Tipsheet

Senator David Perdue: No Budget Should Mean No Pay

The idea of docking pay for lawmakers if they fail to produce a budget has been thrown around before. Never before, however, has such an idea been so promoted and meticulously researched than by a freshman senator from Georgia - David Perdue.

Perdue’s staff released an initial proposal on Thursday detailing what he hopes will make for a better budgeting process in Congress. The release could not have come at a more relevant time – leaders in the House and Senate reached a budget agreement literally hours before an impending government shutdown.

Senator Perdue explains that not only will the threat of docking lawmakers’ and staffers’ pay be a beneficial incentive to avoid Capitol Hill’s eleventh hour budget deals, but it will also be essential in tackling America’s debt crises. Producing last minute budgets add to the debt and streamlining the process will be cost-saving for the country.

The legislative proposal is no surprise. Senator Perdue has made a career of balancing budgets. He was a former Fortune 500 CEO (his net-worth is in the billions) before winning a seat in the Senate chamber in 2014 on a budget hawk platform. He promised voters in the Peach State he would change how money is spent in Congress and he seems to be delivering.

Assignment 1
Could you update the Perdue budget article from "Senator David Perdue: No" to "impending government shutdown.", putting "first-term" in place of "freshman"?
Assignment 2
Can you go on with the article on Senator Perdue's no-budget, no-pay proposal from where it stops?

Dataset extract
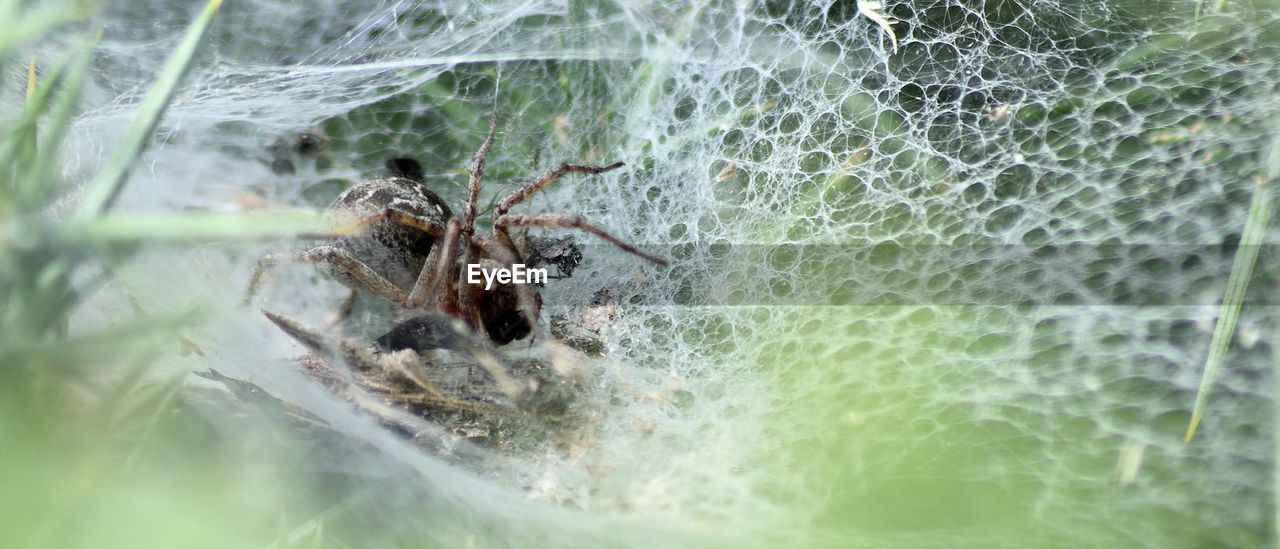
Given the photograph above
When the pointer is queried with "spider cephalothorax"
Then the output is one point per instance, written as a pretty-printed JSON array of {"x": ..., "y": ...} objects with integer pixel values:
[{"x": 407, "y": 246}]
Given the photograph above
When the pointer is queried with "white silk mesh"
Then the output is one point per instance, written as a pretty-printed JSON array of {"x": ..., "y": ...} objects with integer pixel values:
[{"x": 1008, "y": 239}]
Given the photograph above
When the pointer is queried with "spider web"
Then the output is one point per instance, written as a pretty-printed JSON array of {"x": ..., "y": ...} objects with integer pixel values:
[{"x": 960, "y": 292}]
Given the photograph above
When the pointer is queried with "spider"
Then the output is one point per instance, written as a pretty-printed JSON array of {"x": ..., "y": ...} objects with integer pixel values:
[{"x": 406, "y": 246}]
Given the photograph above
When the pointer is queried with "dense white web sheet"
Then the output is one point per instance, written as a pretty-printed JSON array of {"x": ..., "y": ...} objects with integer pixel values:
[{"x": 1046, "y": 138}]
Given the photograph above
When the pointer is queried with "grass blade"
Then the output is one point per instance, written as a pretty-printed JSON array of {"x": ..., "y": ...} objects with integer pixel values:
[
  {"x": 195, "y": 225},
  {"x": 1246, "y": 257},
  {"x": 109, "y": 181}
]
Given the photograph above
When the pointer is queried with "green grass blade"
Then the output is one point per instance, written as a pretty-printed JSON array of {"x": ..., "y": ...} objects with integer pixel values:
[
  {"x": 193, "y": 225},
  {"x": 35, "y": 186},
  {"x": 16, "y": 147},
  {"x": 18, "y": 26},
  {"x": 1246, "y": 257},
  {"x": 109, "y": 181}
]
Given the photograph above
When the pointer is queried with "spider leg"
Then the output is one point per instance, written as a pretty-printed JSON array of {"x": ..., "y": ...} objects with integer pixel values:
[
  {"x": 575, "y": 222},
  {"x": 469, "y": 223},
  {"x": 337, "y": 259},
  {"x": 545, "y": 179},
  {"x": 437, "y": 273},
  {"x": 525, "y": 296}
]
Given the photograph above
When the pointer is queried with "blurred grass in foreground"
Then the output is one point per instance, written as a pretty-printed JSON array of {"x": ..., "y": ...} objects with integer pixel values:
[{"x": 95, "y": 452}]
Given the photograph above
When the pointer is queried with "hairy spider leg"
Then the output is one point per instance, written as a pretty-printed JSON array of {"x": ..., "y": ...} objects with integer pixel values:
[
  {"x": 438, "y": 275},
  {"x": 545, "y": 179},
  {"x": 466, "y": 305},
  {"x": 336, "y": 257}
]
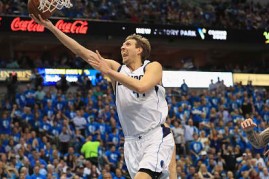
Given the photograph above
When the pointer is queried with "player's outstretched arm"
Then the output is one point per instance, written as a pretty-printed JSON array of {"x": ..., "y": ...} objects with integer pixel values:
[
  {"x": 257, "y": 140},
  {"x": 71, "y": 44},
  {"x": 152, "y": 76}
]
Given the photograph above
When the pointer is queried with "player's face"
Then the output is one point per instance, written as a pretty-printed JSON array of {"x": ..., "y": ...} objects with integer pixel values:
[{"x": 129, "y": 51}]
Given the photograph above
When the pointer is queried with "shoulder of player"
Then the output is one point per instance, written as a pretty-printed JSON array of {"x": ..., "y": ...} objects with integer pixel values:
[{"x": 113, "y": 64}]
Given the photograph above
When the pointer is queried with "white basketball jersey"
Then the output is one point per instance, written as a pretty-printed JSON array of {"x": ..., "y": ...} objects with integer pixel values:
[{"x": 139, "y": 113}]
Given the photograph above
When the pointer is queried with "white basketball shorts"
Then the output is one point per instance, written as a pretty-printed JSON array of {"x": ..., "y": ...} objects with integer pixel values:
[{"x": 149, "y": 151}]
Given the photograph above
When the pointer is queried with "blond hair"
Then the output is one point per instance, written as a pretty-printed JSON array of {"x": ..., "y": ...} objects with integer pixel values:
[{"x": 143, "y": 43}]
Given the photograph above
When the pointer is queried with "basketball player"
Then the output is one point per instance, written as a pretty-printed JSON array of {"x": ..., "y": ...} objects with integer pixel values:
[
  {"x": 257, "y": 140},
  {"x": 140, "y": 101}
]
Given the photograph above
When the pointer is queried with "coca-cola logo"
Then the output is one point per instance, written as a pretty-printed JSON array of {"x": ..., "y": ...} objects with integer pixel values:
[
  {"x": 76, "y": 27},
  {"x": 26, "y": 25}
]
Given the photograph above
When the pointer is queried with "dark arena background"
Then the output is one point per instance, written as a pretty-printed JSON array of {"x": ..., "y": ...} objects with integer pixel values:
[{"x": 215, "y": 58}]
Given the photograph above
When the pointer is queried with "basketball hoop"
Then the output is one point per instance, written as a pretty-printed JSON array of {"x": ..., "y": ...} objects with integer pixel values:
[{"x": 51, "y": 5}]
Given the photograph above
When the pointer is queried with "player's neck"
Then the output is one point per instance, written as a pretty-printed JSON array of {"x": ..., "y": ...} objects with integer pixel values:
[{"x": 135, "y": 64}]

Output 1
Senator David Perdue: No Budget Should Mean No Pay

The idea of docking pay for lawmakers if they fail to produce a budget has been thrown around before. Never before, however, has such an idea been so promoted and meticulously researched than by a first-term senator from Georgia - David Perdue.

Perdue’s staff released an initial proposal on Thursday detailing what he hopes will make for a better budgeting process in Congress. The release could not have come at a more relevant time – leaders in the House and Senate reached a budget agreement literally hours before an impending government shutdown.

Output 2
On top of creating a no-pay incentive, the amendments suggested also call for a special committee to be created as a means for negotiations. Medicare, Social Security, and other entitlement programs would be forced to undergo more financial evaluations.

Perdue has supporters in the lower house working on similar legislation. Fellow Georgian Rep. Tom Price (R) is also working on a no-budget, no-pay rule.

The proposition does not come without its critics, however. Staffers from both the right and the left have come out against the measure - saying any threat to remove staffers’ pay would simply result in an exodus of talent.